Pub Date: May 1st, 2009
ISBN: 978-1-58243-428-5
Publisher: Counterpoint

A veteran author of novels, poetry and essays examines her deep ambivalence about the value of travel—and connects it to the publication of her most recent novel (The Writing on the Wall, 2005).

Schwartz’s account begins in confusion in the early morning darkness in a hotel on the Greek island of Naxos. It ends with a sort of epiphany—a way to complete a story begun decades ago as a seventh grader, which became a novel about twins that she had returned to but abandoned on earlier occasions. In between, Schwartz moves about like a nervous traveler with an uncertain but engaging itinerary. So swiftly and gracefully do her paragraphs flow into one another that we are unbothered by jumping around to Jamaica, Rome, St. Louis, the Catskills, Hawaii and a fancy Boston hotel room plagued by a mouse. Schwartz says she’s never liked to travel—despite her girlhood fantasies about upscale hotels with alacritous bellhops—because she doesn’t like to feel ignorant, fearful or disrupted; she prefers familiar surroundings and the voyages in her mind. She confesses that she is often bored by the travel accounts of others, and suspects she’s not alone. (In some places she forgets this principle with her own overlong anecdotes.) Throughout she alludes to—and quotes generously from—the Tao te Ching and the travel writings of Italo Calvino, W.G. Sebald, Frigyes Karinthy and many others. She writes affectingly about the loss of her father, and wonders if he were somehow related to look-alike Ariel Sharon. She recalls impecunious grad-school days and—most alarmingly—seeing a severed human hand in the Jamaican surf. Looming over all…9/11.

Charmingly idiosyncratic and peripatetic.

WRITTEN REQUEST 1:
Please reproduce the part of the book review starting with "Pub Date: May" and going on through "the Wall, 2005).".
WRITTEN REQUEST 2:
Answer these questions from the book review:
(a) Which company published the book?
(b) On which Greek island does the account begin?
(c) What did the author see in the Jamaican surf?
WRITTEN REQUEST 3:
According to the book review, which places does the account jump around to? List every one.

PROVIDED DATA:
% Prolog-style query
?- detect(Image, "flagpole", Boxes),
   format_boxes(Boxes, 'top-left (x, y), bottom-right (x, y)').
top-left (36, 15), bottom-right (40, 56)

FINISHED ANSWER 1:
Pub Date: May 1st, 2009
ISBN: 978-1-58243-428-5
Publisher: Counterpoint

A veteran author of novels, poetry and essays examines her deep ambivalence about the value of travel—and connects it to the publication of her most recent novel (The Writing on the Wall, 2005).

FINISHED ANSWER 2:
(a) Counterpoint
(b) Naxos
(c) A severed human hand

FINISHED ANSWER 3:
Jamaica
Rome
St. Louis
The Catskills
Hawaii
A fancy Boston hotel room